— Given problem —
Could you write out again only the lines from the line with "of the white" to the line with "x=641, y=178", both included and request lines kept as they are, with every answer coordinate multiplied by 1.15 and rounded to a whole number, halves rounding up?

--- begin Supplied data ---

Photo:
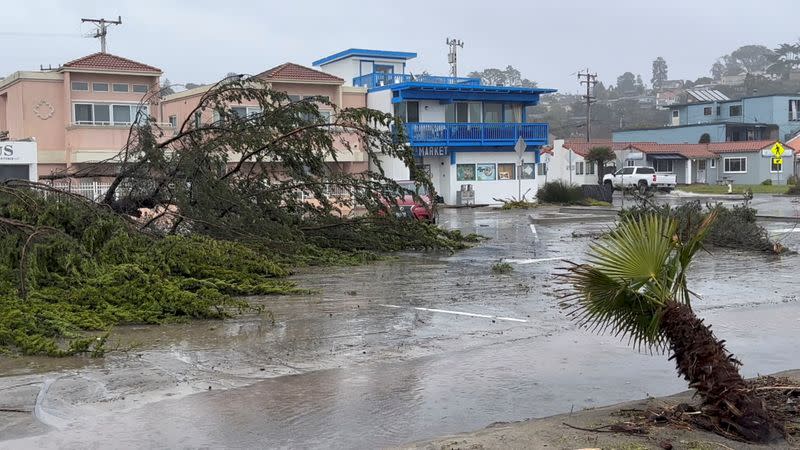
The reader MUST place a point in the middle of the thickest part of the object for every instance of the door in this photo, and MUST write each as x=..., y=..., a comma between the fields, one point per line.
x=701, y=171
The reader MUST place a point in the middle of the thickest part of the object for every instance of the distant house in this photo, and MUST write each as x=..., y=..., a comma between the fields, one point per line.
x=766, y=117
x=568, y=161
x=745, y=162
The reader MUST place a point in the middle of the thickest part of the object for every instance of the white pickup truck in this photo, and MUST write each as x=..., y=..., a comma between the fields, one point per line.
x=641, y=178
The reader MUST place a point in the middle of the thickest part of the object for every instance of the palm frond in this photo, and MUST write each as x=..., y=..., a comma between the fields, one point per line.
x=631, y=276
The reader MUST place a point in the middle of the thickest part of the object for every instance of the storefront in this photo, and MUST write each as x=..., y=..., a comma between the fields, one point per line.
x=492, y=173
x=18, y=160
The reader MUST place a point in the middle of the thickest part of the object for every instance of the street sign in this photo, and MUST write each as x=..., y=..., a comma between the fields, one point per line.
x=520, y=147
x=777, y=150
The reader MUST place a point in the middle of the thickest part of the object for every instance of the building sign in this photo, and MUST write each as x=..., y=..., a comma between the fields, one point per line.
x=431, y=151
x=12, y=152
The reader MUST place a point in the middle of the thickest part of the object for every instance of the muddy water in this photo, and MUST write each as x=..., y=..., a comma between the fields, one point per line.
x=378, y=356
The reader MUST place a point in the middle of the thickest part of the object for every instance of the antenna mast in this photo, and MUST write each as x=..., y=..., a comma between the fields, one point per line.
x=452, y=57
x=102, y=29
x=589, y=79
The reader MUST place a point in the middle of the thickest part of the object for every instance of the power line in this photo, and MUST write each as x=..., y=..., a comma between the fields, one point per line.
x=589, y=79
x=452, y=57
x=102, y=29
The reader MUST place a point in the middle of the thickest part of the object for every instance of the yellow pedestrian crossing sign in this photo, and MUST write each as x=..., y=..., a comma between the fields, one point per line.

--- end Supplied data ---

— The output —
The reader MUST place a point in the middle of the thickest part of the object for every instance of the white pickup truck in this photo, and MUST write each as x=..., y=..., a comma between the fields, one point per line.
x=737, y=205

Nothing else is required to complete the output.